### Stated exercise
Reproduce only the records starting at the line containing "Question: can you spot any flock" and ending at the line containing "[0, 250, 1280, 854]", requests included and left unchanged. Multiply each bounding-box coordinate in the answers by 1.9, rounding to whole numbers with halves going up.

#### Recorded information ####

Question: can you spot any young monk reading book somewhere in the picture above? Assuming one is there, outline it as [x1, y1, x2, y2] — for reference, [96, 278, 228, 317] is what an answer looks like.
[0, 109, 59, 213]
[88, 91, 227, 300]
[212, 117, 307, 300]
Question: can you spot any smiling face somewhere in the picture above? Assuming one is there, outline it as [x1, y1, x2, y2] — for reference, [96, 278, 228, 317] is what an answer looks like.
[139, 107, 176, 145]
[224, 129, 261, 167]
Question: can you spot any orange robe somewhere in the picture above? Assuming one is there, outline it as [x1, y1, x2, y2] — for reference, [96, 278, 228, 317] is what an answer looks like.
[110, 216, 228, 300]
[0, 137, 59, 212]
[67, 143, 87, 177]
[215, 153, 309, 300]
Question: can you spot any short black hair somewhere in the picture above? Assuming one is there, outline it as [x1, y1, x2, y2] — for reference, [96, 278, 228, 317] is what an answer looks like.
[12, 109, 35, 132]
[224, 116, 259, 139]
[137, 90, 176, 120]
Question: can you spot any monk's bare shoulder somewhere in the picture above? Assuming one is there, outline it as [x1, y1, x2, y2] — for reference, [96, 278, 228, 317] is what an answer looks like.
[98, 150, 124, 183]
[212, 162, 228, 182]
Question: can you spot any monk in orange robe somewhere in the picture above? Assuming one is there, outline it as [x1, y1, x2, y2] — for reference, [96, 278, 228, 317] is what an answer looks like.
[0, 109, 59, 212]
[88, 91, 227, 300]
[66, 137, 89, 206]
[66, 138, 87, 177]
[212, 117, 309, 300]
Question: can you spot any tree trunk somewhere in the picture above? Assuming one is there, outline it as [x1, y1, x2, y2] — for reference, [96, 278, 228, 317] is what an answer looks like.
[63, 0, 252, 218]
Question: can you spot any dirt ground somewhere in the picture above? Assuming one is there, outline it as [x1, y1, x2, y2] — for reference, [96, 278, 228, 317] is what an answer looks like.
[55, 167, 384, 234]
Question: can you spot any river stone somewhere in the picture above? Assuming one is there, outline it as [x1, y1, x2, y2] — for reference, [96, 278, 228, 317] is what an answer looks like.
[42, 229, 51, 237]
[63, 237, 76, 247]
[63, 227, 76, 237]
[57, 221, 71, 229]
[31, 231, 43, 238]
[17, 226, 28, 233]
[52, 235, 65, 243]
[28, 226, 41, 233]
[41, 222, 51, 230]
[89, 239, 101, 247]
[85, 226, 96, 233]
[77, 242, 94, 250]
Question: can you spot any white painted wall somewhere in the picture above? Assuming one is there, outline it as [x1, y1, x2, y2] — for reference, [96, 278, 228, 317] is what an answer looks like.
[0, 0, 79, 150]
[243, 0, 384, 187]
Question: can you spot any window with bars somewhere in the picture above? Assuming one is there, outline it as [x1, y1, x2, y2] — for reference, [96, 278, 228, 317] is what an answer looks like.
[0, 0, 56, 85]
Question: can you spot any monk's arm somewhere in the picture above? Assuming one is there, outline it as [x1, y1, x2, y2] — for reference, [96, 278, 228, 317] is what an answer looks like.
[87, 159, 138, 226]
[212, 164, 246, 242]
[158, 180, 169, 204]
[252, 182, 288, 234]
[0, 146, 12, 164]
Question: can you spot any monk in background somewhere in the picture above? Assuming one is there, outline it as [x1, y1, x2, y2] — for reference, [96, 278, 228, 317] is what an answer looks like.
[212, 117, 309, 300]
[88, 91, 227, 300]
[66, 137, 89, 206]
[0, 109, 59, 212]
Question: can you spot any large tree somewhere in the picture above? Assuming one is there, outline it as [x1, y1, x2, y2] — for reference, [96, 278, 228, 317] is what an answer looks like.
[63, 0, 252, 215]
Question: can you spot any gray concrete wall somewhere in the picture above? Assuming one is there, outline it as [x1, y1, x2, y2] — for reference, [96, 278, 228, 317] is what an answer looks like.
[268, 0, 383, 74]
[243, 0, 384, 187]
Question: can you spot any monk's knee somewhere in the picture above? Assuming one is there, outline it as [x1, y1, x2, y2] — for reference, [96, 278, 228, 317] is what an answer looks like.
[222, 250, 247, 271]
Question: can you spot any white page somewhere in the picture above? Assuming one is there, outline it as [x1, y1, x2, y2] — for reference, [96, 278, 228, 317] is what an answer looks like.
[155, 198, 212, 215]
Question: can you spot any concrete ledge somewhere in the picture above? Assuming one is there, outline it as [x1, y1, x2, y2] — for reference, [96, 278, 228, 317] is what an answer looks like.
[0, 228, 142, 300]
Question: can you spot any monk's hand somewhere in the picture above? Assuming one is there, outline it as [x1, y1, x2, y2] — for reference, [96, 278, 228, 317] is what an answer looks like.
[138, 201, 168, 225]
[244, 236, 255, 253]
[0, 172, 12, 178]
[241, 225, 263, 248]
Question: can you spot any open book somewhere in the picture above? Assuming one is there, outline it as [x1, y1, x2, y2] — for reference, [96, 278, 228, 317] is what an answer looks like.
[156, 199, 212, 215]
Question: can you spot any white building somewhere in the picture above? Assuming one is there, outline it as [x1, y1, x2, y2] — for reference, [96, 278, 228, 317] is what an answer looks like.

####
#### Recorded information ####

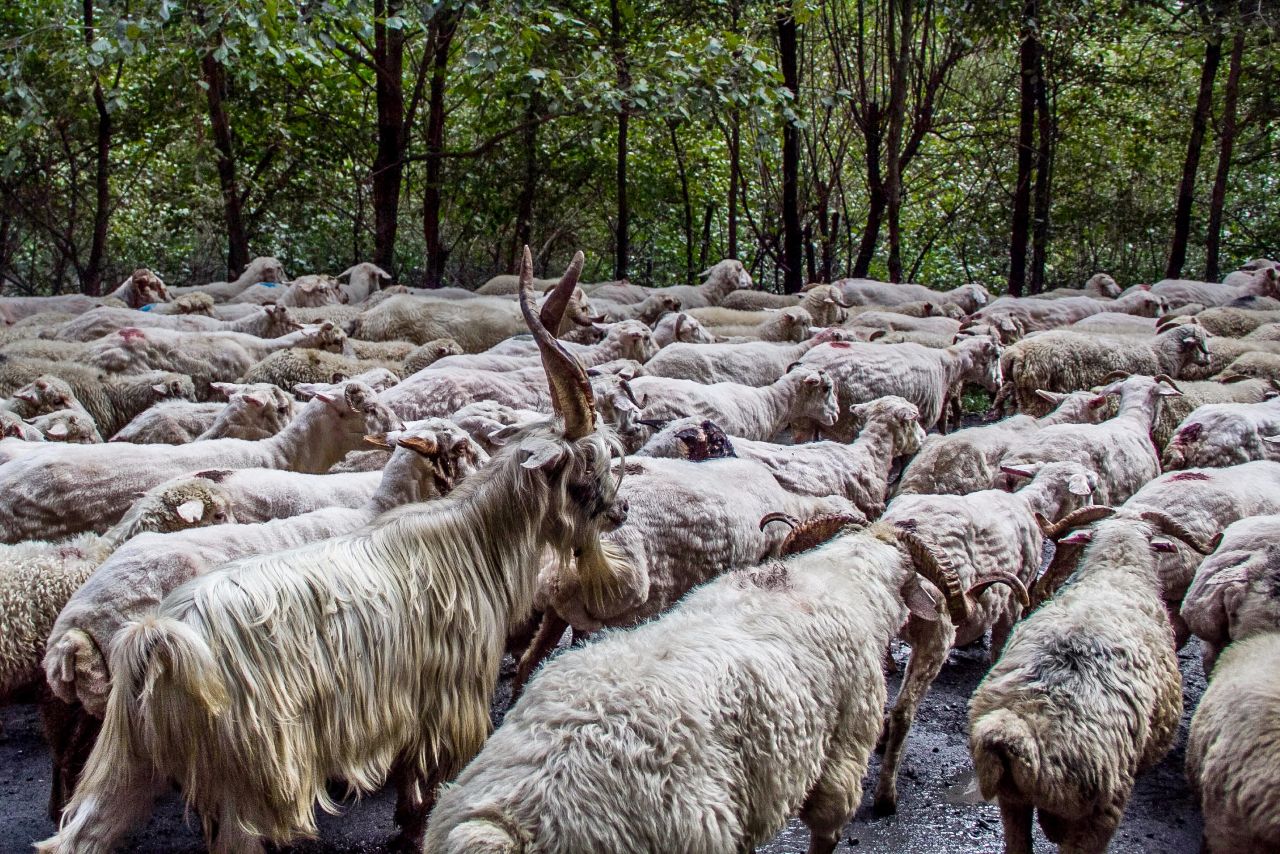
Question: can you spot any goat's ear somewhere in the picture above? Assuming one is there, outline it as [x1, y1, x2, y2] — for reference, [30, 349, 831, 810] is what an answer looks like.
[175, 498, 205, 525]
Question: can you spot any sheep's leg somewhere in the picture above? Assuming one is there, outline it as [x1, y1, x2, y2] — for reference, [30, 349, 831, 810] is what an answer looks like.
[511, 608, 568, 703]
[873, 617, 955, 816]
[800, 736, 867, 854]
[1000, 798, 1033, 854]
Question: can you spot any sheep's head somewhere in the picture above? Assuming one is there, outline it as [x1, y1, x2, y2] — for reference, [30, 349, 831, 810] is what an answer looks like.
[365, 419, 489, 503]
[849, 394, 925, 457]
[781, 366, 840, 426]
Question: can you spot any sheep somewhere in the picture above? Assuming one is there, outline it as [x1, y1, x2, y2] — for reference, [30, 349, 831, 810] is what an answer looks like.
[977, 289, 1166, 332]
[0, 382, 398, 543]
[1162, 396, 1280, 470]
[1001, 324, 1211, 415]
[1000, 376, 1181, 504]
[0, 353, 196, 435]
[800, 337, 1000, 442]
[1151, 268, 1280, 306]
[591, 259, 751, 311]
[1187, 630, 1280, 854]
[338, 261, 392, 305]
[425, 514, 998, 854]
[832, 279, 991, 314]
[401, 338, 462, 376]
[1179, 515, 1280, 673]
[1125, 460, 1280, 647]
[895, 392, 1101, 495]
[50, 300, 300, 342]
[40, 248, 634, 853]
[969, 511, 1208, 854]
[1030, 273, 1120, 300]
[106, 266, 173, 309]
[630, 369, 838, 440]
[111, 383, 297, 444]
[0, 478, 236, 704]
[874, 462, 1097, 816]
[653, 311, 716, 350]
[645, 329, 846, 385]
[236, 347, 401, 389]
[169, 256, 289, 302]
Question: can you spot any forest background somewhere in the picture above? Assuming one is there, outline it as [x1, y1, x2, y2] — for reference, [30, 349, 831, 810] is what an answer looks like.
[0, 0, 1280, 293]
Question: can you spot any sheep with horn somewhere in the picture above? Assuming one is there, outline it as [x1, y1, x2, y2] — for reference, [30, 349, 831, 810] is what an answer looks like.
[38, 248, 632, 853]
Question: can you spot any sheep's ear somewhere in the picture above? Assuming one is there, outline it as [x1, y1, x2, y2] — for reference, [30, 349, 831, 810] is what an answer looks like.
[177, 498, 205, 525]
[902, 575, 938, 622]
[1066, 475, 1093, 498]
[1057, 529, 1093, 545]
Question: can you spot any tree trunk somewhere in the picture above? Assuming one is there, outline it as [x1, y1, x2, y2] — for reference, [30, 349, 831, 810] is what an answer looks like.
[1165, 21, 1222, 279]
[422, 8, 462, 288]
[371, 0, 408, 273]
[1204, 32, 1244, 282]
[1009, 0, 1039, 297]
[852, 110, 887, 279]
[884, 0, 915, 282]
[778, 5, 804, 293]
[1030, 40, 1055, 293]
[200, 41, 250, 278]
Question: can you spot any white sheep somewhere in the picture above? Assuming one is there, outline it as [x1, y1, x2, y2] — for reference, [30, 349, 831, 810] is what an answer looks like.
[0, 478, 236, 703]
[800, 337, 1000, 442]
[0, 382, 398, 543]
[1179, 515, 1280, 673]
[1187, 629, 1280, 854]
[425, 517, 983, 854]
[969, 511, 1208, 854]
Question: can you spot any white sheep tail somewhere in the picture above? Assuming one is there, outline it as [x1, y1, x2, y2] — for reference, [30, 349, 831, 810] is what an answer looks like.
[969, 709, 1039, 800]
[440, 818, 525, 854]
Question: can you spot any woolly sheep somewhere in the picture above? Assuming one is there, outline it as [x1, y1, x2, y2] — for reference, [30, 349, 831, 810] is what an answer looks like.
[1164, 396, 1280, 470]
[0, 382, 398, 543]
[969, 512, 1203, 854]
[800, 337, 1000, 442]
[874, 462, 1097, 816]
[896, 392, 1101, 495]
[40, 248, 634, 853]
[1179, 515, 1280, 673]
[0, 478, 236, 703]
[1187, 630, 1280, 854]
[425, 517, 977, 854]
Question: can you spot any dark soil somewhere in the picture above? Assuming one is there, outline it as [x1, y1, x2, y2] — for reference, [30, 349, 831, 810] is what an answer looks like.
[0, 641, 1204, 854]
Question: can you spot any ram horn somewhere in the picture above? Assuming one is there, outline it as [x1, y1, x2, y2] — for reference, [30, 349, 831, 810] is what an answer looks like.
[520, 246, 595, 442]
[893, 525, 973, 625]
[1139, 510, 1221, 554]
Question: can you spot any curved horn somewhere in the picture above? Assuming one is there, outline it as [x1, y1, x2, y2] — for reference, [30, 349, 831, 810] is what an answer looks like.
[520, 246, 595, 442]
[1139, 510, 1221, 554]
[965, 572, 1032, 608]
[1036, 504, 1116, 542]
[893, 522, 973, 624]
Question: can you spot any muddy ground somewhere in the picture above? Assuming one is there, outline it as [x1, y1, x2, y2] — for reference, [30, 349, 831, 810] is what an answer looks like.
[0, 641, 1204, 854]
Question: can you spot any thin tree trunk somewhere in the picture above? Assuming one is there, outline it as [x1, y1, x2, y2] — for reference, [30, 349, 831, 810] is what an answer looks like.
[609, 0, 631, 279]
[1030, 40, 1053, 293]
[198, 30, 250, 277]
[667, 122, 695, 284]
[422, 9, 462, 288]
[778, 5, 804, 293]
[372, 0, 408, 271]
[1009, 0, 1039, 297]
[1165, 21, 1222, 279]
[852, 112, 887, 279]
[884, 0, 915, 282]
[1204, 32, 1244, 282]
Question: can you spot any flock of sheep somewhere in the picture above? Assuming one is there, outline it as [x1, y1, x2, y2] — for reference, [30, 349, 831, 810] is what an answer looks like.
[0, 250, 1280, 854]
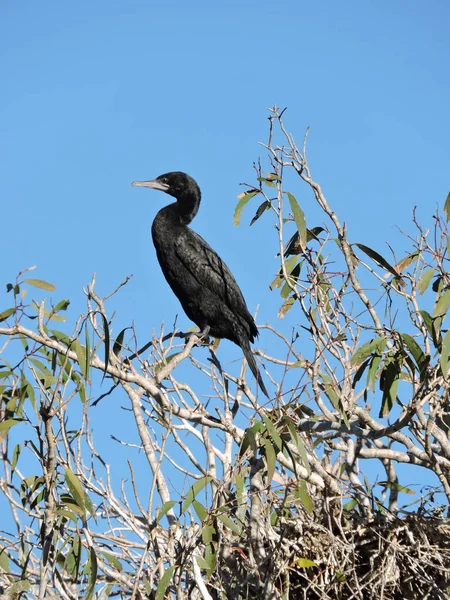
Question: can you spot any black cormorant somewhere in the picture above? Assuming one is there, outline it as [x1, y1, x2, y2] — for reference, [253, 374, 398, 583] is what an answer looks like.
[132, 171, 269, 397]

####

### Solved exercise
Question: can you spot any flock of sheep somewhere in the picture above? Assuming one is there, outline it as [x1, y1, x2, y2] — for reference, [30, 349, 831, 810] is what an answer looks like.
[0, 475, 2432, 1623]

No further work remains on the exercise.